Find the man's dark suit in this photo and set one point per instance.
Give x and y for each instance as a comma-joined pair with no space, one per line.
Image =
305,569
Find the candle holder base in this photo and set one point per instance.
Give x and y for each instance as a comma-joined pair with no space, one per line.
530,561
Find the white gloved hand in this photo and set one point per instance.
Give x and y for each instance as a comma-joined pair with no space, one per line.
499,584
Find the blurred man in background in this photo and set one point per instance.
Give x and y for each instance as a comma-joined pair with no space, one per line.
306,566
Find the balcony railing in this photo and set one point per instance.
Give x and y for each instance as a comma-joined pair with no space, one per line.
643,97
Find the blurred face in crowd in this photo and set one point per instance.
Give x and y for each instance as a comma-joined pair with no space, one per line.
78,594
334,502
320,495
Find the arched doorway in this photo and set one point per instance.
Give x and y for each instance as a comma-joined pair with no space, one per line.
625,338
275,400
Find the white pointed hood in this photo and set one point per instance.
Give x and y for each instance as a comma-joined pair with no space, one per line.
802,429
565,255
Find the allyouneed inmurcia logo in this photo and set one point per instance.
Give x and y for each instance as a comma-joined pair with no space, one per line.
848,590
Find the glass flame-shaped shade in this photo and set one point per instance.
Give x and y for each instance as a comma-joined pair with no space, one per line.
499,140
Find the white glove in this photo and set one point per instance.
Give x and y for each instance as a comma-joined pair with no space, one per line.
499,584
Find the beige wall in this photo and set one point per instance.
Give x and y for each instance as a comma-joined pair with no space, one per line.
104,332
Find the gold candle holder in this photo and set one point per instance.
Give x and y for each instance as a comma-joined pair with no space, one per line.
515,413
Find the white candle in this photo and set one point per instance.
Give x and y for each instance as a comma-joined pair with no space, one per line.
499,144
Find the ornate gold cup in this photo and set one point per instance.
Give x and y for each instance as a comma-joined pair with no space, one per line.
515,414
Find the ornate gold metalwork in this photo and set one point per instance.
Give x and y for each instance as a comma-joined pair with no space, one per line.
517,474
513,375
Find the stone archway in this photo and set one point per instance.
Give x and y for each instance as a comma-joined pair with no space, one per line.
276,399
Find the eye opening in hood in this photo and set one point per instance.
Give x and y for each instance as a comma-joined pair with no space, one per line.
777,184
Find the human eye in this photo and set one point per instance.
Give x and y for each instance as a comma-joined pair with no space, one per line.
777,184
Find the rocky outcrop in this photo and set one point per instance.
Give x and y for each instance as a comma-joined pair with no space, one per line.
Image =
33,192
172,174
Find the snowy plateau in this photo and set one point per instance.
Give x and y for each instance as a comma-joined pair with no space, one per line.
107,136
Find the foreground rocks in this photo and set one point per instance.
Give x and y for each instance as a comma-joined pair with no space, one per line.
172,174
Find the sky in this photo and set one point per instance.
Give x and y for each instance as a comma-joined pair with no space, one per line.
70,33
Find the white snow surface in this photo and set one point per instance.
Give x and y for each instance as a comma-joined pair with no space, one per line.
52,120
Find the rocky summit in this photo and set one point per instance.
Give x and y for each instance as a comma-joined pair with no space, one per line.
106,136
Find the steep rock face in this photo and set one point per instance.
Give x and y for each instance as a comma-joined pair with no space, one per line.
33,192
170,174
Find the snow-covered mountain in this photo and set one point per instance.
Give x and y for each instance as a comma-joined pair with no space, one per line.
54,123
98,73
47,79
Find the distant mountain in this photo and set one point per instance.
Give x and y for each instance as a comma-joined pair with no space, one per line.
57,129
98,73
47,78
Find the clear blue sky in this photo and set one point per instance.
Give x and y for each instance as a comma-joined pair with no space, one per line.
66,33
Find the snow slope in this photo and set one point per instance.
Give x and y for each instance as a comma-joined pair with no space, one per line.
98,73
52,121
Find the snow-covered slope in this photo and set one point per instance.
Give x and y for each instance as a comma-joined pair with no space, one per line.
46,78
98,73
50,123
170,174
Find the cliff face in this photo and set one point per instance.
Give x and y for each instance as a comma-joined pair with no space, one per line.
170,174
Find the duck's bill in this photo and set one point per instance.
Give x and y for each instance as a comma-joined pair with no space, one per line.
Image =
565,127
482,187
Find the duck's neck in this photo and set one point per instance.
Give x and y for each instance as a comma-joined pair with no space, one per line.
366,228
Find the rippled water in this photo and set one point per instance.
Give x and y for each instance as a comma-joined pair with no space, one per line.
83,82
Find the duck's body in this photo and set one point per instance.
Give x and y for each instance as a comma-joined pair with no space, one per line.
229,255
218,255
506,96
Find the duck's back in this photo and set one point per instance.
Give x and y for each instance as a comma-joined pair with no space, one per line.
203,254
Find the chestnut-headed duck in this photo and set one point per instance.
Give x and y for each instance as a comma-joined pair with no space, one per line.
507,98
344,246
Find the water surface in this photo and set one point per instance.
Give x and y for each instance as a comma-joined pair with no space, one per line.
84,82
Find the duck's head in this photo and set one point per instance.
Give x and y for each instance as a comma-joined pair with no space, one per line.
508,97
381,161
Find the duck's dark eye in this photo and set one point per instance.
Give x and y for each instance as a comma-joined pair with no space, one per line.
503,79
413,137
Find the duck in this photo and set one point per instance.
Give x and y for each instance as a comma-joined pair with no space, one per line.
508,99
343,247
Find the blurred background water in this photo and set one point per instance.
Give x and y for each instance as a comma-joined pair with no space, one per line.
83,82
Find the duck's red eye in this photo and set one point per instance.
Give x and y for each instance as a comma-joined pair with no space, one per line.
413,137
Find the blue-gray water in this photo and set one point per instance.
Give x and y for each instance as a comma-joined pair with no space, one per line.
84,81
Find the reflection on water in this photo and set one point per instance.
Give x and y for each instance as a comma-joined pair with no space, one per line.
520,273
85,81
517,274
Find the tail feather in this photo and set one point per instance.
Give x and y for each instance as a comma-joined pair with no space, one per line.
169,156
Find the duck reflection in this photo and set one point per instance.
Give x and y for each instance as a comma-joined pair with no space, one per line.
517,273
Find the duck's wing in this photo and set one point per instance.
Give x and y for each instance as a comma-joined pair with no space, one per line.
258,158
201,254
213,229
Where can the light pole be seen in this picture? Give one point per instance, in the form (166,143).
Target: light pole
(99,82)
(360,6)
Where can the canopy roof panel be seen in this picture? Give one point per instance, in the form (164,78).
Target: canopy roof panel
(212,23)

□ □ □ □ □

Give the lines exactly as they stand, from the line with "Find the tail" through the end of the material.

* EXERCISE RESPONSE
Find the tail feather in this photo and set one point per instance.
Give x and y for each instance as a comma-joined pair with no space, one per line.
169,156
Find the duck reflection in this photo and set one point per instance.
Give x and y for each instance as a comma-joined pair with no space, one per line.
517,273
Find the duck's wing in this photo and set one point per instance.
Give x and y for each instance as a comma-joined pair with no space, one per line.
258,158
201,254
213,229
Where can the light pole be seen in this picture? Give one point per instance, in the form (166,143).
Target: light pole
(99,82)
(360,6)
Where can the canopy roof panel be seen in this picture? Give one point per instance, in the form (164,78).
Target: canopy roof panel
(212,23)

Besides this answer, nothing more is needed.